§ **Exercise goal**
Format each line of the entries below as an item in a numbered list, omitting any blank lines.

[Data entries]
···
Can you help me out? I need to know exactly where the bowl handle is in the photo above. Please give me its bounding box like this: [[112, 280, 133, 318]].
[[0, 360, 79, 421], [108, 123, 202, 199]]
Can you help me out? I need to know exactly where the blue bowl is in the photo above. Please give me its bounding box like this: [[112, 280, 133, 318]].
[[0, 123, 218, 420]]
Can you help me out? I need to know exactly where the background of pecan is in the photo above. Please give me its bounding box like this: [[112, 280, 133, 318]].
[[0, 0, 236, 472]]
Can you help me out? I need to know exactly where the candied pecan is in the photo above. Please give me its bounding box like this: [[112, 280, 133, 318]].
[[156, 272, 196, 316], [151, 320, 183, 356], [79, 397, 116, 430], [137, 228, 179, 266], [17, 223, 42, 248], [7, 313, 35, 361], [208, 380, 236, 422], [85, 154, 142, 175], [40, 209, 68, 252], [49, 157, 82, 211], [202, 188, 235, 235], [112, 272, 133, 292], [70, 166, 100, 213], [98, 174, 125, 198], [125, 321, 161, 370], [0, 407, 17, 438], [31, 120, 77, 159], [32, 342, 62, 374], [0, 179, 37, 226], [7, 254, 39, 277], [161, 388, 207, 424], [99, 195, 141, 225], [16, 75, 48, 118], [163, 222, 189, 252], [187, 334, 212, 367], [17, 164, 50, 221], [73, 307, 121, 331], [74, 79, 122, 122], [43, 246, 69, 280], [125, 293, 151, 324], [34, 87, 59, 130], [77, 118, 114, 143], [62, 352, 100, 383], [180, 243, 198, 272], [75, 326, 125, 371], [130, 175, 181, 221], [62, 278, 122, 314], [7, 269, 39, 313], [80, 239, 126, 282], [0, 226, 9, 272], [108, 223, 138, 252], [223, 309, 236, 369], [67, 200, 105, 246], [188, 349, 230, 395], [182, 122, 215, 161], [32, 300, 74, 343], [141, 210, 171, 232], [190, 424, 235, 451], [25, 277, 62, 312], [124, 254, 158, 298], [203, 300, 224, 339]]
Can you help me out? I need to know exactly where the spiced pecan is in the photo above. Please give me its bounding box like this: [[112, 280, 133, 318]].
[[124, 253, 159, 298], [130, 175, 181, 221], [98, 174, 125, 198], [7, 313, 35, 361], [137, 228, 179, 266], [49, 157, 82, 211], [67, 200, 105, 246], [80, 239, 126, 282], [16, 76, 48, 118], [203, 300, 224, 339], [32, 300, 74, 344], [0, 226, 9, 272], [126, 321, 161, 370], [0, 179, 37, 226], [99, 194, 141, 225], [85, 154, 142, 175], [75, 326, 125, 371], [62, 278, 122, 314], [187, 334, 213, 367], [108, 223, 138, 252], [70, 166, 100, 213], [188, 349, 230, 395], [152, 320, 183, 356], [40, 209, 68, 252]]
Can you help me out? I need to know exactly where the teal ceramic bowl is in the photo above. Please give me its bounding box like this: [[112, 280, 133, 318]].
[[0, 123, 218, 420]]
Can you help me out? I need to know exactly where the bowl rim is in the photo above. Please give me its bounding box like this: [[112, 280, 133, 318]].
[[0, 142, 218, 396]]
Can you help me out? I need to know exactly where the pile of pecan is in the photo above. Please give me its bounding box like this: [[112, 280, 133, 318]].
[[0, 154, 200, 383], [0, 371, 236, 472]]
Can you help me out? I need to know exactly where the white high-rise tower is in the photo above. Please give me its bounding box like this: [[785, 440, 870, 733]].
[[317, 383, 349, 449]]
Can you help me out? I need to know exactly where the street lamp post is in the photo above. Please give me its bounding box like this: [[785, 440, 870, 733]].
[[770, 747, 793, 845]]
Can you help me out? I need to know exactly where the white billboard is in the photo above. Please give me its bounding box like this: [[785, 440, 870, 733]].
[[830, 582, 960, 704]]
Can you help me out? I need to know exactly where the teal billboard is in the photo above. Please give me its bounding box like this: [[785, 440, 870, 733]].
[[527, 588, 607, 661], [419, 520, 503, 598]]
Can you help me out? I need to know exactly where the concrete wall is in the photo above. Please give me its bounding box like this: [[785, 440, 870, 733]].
···
§ **Full answer**
1. Can you help me out? I need to know exactly where the bowl handle is in the photo above. Please give me its bounding box like this: [[112, 280, 133, 318]].
2. [[0, 360, 79, 421], [108, 123, 202, 199]]
3. Can you help me out? I need to know exactly where the blue bowl is in the photo above. Please give me its bounding box like this: [[112, 280, 133, 318]].
4. [[0, 123, 218, 420]]
5. Can you help me out? I need to know exactly where the background of pecan is in the photo above. Please give me its bounding box like this: [[112, 280, 133, 318]].
6. [[0, 0, 236, 472]]
7. Can you help me out? I need to know exactly where the candied pecan is in the photo above. Please give me its bounding box like this: [[112, 280, 133, 318]].
8. [[156, 272, 196, 316], [151, 320, 183, 356], [79, 397, 116, 430], [137, 228, 179, 266], [17, 223, 42, 248], [7, 313, 35, 361], [208, 380, 236, 422], [85, 154, 142, 175], [40, 209, 68, 252], [49, 157, 82, 211], [202, 188, 235, 235], [112, 272, 133, 292], [70, 166, 100, 213], [98, 174, 125, 198], [125, 321, 161, 370], [0, 407, 17, 438], [31, 120, 77, 159], [32, 342, 62, 374], [0, 179, 37, 226], [7, 254, 39, 277], [161, 388, 207, 424], [99, 195, 141, 225], [16, 75, 48, 118], [163, 222, 189, 252], [187, 334, 212, 367], [17, 164, 50, 221], [73, 307, 121, 331], [74, 79, 122, 122], [43, 246, 69, 280], [125, 293, 151, 324], [34, 87, 59, 130], [77, 118, 114, 143], [62, 352, 100, 383], [180, 243, 198, 272], [75, 326, 125, 371], [130, 175, 181, 221], [62, 278, 122, 314], [7, 269, 39, 313], [80, 239, 126, 282], [0, 226, 9, 272], [108, 223, 138, 252], [223, 309, 236, 369], [67, 200, 105, 246], [188, 349, 230, 395], [182, 122, 215, 161], [32, 300, 74, 343], [141, 210, 171, 232], [190, 424, 235, 451], [25, 277, 62, 312], [124, 254, 158, 298], [203, 300, 224, 339]]
9. Can you help me out? I need to know exactly where the spiced pecan is in the photo above. Please give me its bounding box like this: [[112, 280, 133, 318]].
10. [[124, 253, 159, 298], [130, 175, 181, 221], [98, 174, 125, 198], [7, 313, 35, 361], [137, 228, 179, 266], [49, 157, 82, 211], [67, 200, 105, 246], [80, 239, 126, 282], [16, 76, 48, 118], [203, 300, 224, 339], [32, 300, 74, 344], [0, 226, 9, 272], [126, 321, 161, 370], [0, 179, 37, 226], [99, 194, 141, 225], [85, 154, 142, 175], [75, 326, 125, 371], [62, 278, 122, 314], [187, 334, 213, 367], [108, 223, 138, 252], [70, 166, 100, 213], [188, 349, 230, 395], [152, 320, 183, 356], [40, 209, 68, 252]]
11. Can you help me out? I need to know exactly where the teal ceramic bowl is in the photo above. Please give me its bounding box like this: [[112, 280, 133, 318]].
12. [[0, 123, 218, 420]]
13. Can you help me out? I need to know exactly where the bowl rim is in the photo above. Please give me its bounding box like this: [[112, 280, 133, 318]].
14. [[0, 142, 218, 396]]
15. Can you help me out? I need to know exactly where the pile of pecan is in the photo above. Please give me its bounding box like this: [[112, 280, 133, 318]].
16. [[0, 154, 200, 383], [0, 371, 236, 472]]
17. Can you help me out? I need to know exactly where the white high-rise tower is in the photo above. Please give me its bounding box like this: [[785, 440, 870, 733]].
18. [[317, 383, 349, 449]]
19. Can you help me out? I need to know exactly where the street lamp post is in the photo above. Please give me its bounding box like this: [[785, 440, 870, 733]].
20. [[770, 747, 793, 845]]
21. Can you help me out? I need to know exactly where the white billboard is in the photo above. Please give me its bounding box like this: [[785, 440, 870, 733]].
22. [[830, 582, 960, 704]]
23. Can you help me out? I need to know exactly where the teal billboard is in the photo above. Please give me its bounding box like this: [[785, 440, 870, 733]].
24. [[527, 588, 607, 661], [419, 520, 503, 598]]
25. Can you help me out? I need to know exactly where the concrete wall is in the photo above. Please give me its bounding box like this: [[785, 440, 870, 733]].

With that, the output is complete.